◆ Task inputs ◆
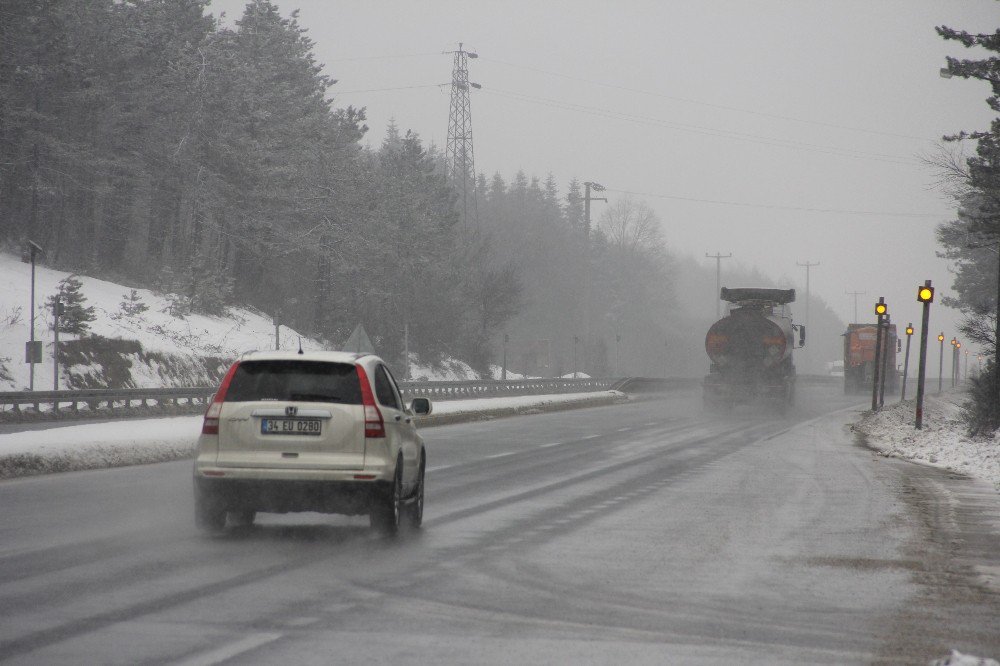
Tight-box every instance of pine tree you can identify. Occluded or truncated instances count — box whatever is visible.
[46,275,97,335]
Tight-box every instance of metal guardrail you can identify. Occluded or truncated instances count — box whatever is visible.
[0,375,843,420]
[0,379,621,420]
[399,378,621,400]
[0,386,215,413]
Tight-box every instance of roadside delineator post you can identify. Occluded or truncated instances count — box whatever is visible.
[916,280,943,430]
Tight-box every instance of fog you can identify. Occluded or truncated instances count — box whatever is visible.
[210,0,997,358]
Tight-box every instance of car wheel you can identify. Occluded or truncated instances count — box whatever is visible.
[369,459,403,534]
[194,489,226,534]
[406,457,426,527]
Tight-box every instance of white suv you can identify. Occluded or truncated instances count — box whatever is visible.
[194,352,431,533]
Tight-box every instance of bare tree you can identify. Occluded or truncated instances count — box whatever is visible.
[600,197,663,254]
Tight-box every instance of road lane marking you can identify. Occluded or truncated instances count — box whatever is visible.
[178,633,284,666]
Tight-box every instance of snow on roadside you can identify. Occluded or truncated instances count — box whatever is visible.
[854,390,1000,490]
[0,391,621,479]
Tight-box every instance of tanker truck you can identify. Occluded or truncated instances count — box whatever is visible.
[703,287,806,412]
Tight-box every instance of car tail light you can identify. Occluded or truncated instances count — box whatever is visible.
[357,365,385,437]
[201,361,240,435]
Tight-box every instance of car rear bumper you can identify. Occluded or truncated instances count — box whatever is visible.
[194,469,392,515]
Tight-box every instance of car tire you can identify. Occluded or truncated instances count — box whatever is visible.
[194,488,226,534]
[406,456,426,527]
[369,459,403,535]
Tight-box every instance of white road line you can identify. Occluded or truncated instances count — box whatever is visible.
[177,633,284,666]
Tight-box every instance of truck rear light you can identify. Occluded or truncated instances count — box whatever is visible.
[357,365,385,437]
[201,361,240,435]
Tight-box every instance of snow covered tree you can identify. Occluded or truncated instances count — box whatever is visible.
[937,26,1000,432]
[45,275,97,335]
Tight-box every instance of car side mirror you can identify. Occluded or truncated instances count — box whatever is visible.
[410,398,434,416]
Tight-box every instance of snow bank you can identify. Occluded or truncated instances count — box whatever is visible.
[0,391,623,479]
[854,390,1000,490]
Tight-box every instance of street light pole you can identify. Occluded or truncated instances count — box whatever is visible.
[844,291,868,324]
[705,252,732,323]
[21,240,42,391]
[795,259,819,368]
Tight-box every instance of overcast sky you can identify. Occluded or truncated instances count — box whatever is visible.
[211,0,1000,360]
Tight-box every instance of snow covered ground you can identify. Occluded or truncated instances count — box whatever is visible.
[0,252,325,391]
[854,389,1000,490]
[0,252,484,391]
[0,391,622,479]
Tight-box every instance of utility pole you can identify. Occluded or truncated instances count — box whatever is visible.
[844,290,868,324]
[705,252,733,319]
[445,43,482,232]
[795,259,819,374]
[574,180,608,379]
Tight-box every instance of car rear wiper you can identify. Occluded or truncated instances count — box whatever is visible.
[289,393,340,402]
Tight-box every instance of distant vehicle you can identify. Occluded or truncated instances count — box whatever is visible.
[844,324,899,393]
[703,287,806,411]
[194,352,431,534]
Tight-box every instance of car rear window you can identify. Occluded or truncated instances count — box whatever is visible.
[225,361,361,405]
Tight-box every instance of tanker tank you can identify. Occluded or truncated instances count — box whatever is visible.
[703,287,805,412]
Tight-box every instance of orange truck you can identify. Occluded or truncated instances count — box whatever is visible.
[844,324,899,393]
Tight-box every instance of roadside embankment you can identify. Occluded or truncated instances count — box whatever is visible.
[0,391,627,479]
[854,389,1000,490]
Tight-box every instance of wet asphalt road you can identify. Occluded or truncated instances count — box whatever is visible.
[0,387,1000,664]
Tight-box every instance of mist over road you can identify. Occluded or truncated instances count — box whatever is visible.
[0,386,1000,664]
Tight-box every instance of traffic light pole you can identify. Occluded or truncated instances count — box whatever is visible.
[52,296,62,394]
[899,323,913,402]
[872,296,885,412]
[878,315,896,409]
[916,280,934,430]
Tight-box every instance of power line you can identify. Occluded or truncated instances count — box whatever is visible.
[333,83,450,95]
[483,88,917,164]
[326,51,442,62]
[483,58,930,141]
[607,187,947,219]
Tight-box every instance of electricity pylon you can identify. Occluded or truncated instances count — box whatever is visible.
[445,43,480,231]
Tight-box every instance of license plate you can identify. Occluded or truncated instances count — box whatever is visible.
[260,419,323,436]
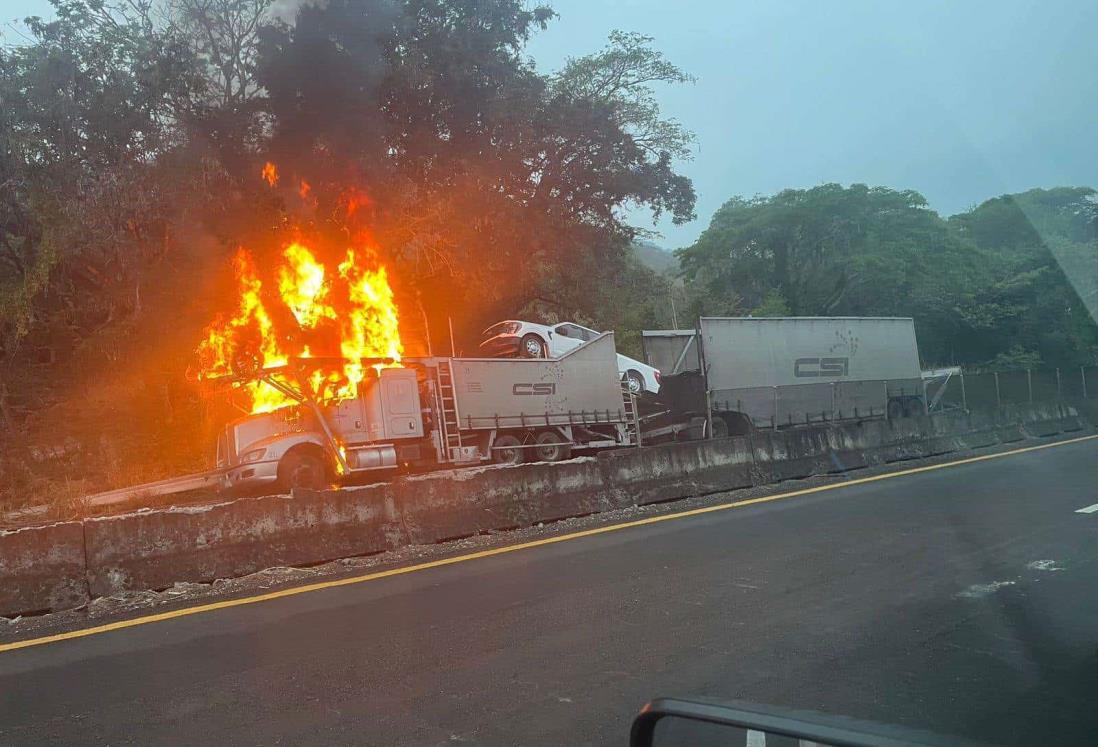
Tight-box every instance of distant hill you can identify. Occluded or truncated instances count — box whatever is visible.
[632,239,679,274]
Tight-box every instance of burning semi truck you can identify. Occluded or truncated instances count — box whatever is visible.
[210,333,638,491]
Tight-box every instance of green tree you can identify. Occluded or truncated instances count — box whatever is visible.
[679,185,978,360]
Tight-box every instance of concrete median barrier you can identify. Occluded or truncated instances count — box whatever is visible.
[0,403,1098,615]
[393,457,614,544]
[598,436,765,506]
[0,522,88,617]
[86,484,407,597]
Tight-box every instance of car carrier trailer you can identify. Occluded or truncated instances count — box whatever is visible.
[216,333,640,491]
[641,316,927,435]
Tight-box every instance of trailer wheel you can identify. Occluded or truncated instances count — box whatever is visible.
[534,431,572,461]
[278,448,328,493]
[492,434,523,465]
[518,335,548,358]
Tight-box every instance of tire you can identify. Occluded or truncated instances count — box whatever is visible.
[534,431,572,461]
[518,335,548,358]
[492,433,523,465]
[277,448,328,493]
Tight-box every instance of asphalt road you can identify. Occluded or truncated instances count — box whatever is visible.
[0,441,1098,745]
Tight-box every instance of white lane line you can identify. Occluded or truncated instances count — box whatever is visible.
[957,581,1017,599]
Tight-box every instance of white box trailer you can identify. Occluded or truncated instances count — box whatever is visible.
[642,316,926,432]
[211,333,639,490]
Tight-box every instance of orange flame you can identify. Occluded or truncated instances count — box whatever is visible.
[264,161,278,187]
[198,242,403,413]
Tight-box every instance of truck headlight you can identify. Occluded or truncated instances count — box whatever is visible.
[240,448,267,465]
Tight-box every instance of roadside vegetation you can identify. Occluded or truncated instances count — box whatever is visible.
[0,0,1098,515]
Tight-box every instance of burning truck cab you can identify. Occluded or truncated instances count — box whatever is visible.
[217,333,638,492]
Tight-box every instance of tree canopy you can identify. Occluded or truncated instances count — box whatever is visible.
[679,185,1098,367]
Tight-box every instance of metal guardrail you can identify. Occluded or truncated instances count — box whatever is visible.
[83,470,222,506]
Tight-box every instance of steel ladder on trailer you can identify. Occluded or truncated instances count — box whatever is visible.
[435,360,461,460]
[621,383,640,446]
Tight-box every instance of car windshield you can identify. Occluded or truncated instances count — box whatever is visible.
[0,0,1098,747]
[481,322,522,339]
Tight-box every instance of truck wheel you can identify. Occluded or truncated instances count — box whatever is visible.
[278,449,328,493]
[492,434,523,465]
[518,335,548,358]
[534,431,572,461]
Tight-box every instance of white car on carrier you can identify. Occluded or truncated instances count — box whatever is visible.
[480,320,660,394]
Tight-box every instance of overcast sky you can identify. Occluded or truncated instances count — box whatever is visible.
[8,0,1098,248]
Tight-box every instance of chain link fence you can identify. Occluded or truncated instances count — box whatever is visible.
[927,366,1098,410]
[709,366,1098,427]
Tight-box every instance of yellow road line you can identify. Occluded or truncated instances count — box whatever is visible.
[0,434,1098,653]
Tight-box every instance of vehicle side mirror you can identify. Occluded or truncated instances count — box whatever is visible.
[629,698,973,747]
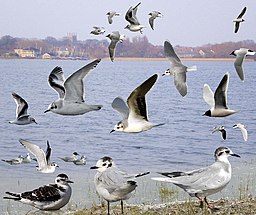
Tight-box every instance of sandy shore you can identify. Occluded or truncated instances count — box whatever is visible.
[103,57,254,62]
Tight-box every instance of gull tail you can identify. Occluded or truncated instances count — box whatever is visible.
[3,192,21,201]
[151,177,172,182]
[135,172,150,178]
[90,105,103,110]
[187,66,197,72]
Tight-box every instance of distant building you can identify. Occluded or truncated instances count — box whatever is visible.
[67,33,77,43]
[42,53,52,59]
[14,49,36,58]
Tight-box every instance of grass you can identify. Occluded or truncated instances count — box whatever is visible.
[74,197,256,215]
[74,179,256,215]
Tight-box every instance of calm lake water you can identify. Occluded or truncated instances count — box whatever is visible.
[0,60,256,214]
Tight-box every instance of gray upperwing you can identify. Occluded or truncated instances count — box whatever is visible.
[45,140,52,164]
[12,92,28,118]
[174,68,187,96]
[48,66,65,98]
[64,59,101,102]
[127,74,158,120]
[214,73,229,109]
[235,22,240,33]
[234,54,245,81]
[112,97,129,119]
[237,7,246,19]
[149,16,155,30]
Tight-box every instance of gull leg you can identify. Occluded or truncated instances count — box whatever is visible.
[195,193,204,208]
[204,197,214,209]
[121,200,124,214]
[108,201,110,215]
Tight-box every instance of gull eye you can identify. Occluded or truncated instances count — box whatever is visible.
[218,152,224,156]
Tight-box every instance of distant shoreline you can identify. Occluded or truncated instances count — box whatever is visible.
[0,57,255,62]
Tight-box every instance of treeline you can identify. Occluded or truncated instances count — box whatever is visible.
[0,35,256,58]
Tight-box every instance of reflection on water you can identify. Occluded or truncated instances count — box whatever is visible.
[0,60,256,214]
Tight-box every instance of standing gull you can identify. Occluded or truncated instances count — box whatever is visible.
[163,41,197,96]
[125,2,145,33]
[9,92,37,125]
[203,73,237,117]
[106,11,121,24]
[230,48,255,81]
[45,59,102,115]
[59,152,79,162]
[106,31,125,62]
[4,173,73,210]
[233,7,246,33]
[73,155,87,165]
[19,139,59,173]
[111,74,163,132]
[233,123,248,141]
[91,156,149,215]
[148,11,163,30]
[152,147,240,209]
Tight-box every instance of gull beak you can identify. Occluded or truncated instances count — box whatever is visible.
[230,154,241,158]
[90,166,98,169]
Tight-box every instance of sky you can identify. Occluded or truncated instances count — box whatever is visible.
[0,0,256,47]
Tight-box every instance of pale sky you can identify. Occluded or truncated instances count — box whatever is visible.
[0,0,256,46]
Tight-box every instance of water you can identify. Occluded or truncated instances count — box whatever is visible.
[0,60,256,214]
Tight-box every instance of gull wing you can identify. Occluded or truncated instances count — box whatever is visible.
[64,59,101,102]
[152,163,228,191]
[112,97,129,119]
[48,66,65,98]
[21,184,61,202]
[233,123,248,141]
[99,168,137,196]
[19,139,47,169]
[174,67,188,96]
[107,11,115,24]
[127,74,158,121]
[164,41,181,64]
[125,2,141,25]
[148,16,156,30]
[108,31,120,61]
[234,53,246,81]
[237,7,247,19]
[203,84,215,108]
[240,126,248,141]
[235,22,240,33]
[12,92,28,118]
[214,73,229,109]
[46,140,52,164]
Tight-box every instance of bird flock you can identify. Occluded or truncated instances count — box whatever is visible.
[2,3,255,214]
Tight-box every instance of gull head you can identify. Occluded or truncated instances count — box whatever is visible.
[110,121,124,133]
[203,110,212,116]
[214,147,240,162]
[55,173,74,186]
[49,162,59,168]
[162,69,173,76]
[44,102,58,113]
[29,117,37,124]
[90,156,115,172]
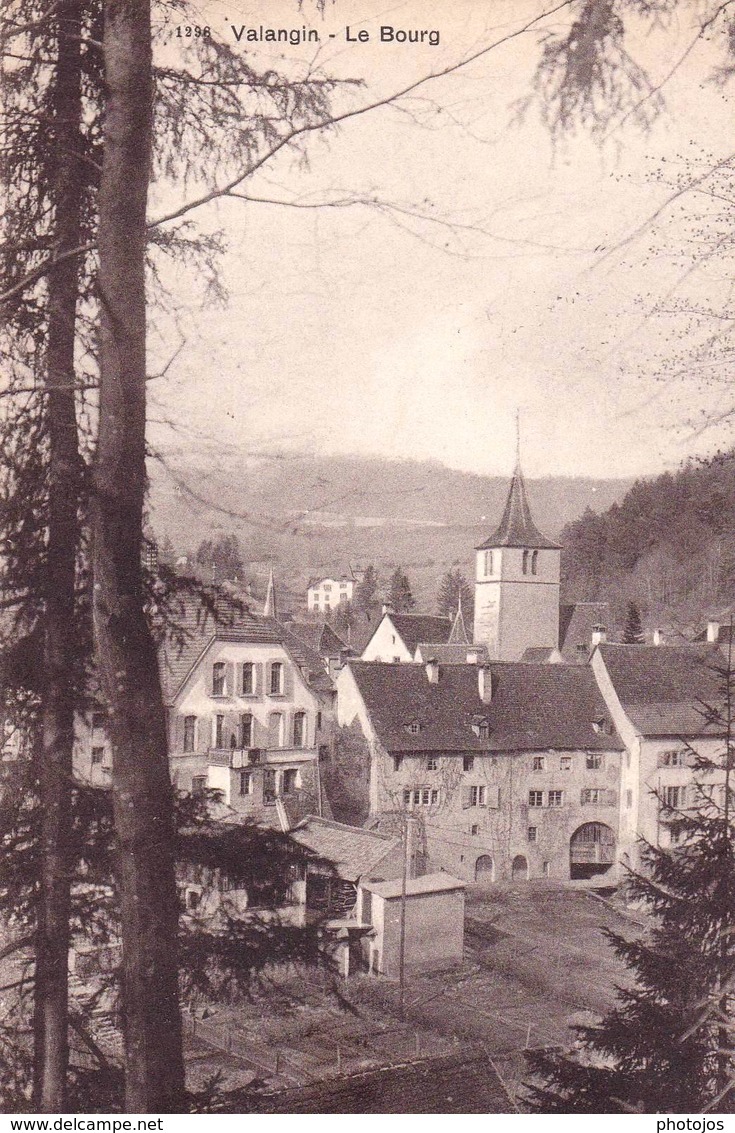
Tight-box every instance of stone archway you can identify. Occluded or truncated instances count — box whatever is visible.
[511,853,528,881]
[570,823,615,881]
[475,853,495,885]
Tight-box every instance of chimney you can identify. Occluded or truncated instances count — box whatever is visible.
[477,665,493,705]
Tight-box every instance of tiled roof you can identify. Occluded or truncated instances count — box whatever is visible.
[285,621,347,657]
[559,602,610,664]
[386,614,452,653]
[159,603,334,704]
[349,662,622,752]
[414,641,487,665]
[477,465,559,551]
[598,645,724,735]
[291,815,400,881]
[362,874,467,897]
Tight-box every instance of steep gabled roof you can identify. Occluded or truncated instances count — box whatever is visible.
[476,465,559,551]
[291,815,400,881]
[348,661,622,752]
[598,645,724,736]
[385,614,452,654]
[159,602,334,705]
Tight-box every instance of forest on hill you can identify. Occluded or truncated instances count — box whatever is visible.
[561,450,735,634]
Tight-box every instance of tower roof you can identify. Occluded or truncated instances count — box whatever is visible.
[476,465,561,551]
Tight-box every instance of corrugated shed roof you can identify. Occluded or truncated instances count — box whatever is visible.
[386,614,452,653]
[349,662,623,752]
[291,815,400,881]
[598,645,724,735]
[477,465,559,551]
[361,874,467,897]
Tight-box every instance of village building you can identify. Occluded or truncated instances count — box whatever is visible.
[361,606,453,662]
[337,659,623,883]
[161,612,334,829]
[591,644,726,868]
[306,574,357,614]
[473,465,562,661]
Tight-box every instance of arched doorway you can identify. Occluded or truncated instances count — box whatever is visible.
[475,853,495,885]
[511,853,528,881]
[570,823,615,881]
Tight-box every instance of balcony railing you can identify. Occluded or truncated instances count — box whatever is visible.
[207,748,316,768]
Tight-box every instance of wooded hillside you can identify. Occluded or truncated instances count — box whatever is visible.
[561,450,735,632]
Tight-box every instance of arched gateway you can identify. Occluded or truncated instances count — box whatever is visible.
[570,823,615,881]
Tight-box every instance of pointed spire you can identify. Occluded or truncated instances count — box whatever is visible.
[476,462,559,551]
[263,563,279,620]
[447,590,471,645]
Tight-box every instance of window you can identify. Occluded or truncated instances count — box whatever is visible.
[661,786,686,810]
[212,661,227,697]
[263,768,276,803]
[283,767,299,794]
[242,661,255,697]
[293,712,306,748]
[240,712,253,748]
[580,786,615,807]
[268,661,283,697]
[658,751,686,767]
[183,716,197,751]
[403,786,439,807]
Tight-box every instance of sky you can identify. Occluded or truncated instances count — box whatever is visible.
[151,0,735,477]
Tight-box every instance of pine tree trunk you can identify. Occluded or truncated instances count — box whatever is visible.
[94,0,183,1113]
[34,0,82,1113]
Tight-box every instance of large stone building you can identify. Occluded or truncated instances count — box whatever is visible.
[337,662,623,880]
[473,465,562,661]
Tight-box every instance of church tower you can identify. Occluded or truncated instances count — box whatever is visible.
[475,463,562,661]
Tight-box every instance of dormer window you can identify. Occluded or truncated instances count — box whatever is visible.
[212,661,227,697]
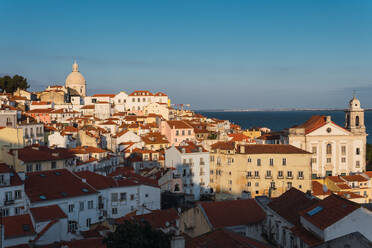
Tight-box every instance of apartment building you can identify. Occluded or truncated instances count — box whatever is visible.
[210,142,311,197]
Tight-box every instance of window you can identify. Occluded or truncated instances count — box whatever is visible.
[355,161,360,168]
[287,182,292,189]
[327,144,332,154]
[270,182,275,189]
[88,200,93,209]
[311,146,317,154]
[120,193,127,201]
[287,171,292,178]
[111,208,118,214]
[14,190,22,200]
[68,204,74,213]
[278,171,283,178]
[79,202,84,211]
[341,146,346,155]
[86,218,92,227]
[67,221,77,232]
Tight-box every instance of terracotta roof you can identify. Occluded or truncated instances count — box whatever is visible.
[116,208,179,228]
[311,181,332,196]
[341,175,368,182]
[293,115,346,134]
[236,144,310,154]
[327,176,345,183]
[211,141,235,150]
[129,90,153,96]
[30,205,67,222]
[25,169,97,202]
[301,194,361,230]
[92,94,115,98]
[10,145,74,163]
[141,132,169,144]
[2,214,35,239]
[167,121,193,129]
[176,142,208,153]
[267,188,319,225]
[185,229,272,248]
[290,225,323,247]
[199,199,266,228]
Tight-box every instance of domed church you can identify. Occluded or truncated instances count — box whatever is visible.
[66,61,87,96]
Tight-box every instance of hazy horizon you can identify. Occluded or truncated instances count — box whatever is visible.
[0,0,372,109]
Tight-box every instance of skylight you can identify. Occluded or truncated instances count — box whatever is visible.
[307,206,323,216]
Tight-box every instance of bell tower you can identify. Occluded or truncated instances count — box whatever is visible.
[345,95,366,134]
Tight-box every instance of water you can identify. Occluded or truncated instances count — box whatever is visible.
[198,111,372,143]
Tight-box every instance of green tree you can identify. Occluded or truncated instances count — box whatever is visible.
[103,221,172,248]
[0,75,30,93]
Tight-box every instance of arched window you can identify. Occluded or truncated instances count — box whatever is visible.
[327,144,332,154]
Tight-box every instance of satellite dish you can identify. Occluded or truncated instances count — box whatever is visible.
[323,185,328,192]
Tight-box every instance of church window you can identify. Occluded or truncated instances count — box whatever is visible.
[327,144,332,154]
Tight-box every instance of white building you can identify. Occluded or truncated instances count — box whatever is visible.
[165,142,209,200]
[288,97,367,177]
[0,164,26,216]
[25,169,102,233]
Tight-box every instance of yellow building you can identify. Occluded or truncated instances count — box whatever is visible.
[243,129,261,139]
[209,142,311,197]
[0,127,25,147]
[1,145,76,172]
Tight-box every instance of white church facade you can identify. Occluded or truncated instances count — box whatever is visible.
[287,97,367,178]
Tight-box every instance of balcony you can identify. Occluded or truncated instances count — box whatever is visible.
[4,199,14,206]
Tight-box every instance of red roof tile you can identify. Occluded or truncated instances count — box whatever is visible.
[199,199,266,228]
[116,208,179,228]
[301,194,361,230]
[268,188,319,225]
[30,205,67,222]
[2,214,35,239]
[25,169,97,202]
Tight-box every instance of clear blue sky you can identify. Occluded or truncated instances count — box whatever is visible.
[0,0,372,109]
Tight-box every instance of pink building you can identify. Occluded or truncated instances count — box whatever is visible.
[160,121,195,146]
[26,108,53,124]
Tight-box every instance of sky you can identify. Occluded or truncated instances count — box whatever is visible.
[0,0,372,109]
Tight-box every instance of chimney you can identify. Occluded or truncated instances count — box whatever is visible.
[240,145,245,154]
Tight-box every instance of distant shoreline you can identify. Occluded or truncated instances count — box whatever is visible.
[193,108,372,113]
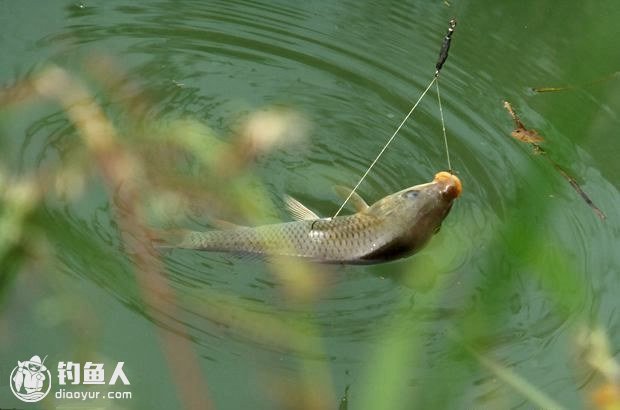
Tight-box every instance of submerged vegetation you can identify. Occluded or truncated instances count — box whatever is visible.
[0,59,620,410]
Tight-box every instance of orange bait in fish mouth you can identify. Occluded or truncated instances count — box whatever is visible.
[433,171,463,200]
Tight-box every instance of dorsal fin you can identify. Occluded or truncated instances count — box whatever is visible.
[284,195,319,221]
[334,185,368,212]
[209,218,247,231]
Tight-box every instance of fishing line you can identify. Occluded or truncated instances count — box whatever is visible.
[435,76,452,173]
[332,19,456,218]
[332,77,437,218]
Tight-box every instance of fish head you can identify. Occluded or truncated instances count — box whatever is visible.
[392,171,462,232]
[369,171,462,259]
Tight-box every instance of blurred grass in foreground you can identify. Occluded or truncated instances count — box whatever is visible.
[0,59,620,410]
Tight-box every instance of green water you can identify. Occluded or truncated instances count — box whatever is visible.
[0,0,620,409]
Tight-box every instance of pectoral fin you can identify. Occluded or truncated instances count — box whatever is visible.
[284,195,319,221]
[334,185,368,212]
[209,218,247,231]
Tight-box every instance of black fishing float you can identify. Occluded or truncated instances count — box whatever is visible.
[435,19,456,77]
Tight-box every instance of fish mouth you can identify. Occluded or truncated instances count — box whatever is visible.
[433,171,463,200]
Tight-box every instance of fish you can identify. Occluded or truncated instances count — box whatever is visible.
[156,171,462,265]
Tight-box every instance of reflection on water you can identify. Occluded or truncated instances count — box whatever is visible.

◆ Aim ◆
Rewrite the listing from the line containing "Tight-box every instance of tiled" up to and including the line containing "[561,450,735,634]". Keep every text line unchanged, and shift each bounding-box coordinate by adding -17.

◆ Final answer ◆
Tight-box every instance of tiled roof you can identify. Occluded or truncated instances count — box whatever is visible.
[268,604,330,640]
[542,585,593,647]
[369,597,435,636]
[142,586,317,687]
[332,645,605,735]
[397,624,470,648]
[460,448,542,534]
[581,628,707,718]
[274,798,383,864]
[345,857,450,880]
Tight-box every instance of steep gabled roof you can identify. Occluded or truncated instances count — box whatever is visible.
[459,448,542,534]
[274,798,383,864]
[331,644,605,735]
[581,628,707,719]
[368,597,435,637]
[142,585,317,688]
Tight-box every instance of forest on hill you can identify. Occluded or truncated instances count — box whatever is visible.
[544,433,718,617]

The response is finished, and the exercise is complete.